[Data items]
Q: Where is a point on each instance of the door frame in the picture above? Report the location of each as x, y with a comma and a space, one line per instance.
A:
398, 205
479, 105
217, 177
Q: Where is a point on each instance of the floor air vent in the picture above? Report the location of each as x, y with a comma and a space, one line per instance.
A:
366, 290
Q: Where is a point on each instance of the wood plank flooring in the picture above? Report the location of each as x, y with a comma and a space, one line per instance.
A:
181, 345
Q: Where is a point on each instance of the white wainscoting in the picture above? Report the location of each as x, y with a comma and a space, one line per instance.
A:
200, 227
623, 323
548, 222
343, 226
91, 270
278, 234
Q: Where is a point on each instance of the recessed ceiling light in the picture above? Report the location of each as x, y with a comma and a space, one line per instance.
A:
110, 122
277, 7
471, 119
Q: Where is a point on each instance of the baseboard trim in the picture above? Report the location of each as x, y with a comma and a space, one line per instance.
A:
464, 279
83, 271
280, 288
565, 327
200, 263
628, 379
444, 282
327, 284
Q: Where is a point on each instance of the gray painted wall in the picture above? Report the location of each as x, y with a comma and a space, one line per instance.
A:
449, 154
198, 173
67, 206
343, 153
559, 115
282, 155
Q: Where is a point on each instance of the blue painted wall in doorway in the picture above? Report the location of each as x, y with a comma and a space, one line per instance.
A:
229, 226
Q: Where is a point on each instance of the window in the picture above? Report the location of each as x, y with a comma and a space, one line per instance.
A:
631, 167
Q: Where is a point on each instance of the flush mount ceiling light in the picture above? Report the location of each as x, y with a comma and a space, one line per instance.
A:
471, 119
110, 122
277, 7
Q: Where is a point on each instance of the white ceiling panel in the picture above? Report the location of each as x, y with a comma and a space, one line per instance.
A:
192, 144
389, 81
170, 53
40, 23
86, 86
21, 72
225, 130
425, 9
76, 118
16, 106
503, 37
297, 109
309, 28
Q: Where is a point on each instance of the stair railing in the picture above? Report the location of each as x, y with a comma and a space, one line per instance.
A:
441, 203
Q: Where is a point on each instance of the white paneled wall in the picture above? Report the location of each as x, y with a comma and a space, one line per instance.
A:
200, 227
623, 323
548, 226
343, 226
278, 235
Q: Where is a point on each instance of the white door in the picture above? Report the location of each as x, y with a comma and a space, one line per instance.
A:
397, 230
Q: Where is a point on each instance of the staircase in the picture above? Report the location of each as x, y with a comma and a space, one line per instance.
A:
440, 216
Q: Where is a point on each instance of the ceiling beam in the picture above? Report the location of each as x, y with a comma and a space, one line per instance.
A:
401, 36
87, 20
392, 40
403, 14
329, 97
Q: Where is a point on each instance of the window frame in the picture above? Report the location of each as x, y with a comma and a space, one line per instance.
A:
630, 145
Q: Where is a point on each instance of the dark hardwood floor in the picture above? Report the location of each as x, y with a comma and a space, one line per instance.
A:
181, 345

» **EXERCISE REQUIREMENTS**:
Every record above should be written out exactly.

» **OUTPUT FOR THIS EXERCISE**:
Q: Where is a point on each instance of the door frame in the picture above? Report the location of each as x, y with a comma and a space, one line per instance.
A:
398, 205
479, 105
217, 177
Q: Where is a point on each instance of the floor air vent in the picture above? Report the location of each as x, y with a comma and a space, one line per instance.
A:
366, 290
Q: Where is a point on each instance of the wood plank flooring in the picture above? Report the location of each as x, y with a comma and a space, one line per instance.
A:
181, 345
Q: Where is a point on each instance of the white wainscoting in the picture above? Report the location of each as x, y with a comma and a space, one line per instance.
A:
200, 227
623, 323
548, 222
343, 226
91, 270
278, 234
Q: Where is a point on each instance of the recessed ceiling light in the picture above? Report the location of each as x, y with a comma and a space, one line per instance.
A:
110, 122
277, 7
471, 119
Q: Where is a point on each instance of the baseboard trim in the picture above? Report the location of each as x, y with a comma and a space, one line per instance.
A:
464, 279
83, 271
280, 288
565, 327
200, 263
628, 379
444, 282
327, 284
Q: Where is a point on each instance of the gray painted wall in the picture above? Report the location of each as x, y with a comma and a space, one line per instance.
A:
449, 154
198, 173
67, 206
343, 153
559, 115
282, 155
Q: Where is a point on each instance of the blue painted wall in doorway in the picture above? Report the location of each as x, y with a comma and a space, one line per instance.
A:
229, 226
Q: Where is a point on each instance of the window in the picture above? Report the location of each as x, y with a comma and a space, one line per instance.
A:
631, 167
Q: Where is a point on each instance of the flush mount ceiling light in the picture above? Report the location of each as x, y with a comma and a space, one line per instance.
A:
471, 119
110, 122
277, 7
Q: Where is a point on each instance of the white ceiling panel in the picture above? Report the location of each as x, y with a comma and a space, one line per instance.
A:
192, 144
389, 81
170, 53
40, 23
86, 86
21, 72
225, 130
425, 9
76, 118
16, 106
503, 37
297, 109
309, 28
Q: Where is a point on each instance of the stair railing in the picture above? Report the location of each as x, y with a comma and a space, one line per instance.
A:
441, 203
Q: Where is a point on each instance of the white paneled wall in the picture above? Report the location of each as x, y with a comma and a space, one line per instance.
A:
200, 227
623, 323
548, 226
343, 226
278, 235
Q: Where is a point on each instance of the white door in the picture above? Report the location of each as x, y with a comma and a space, one line per instance.
A:
397, 230
Q: Where is a point on each instance of the staircase in the picture above? Report the location of each as x, y with a comma and a space, one line per instance.
A:
440, 216
Q: Where is a point on each instance of the ceiling beam in the picture above? Report the location of each as x, y with a comma and a space, one line per instance.
A:
401, 36
87, 20
392, 40
403, 14
329, 97
Q: Where is a point on each instance of the window frame in the picture above? Report the location of each as x, y with a comma and a space, one line per instance.
A:
630, 145
Q: Where is a point on each instance of the dark hardwood floor in the picture above? Report the location of each as x, y with a comma and a space, one line per instance.
A:
181, 345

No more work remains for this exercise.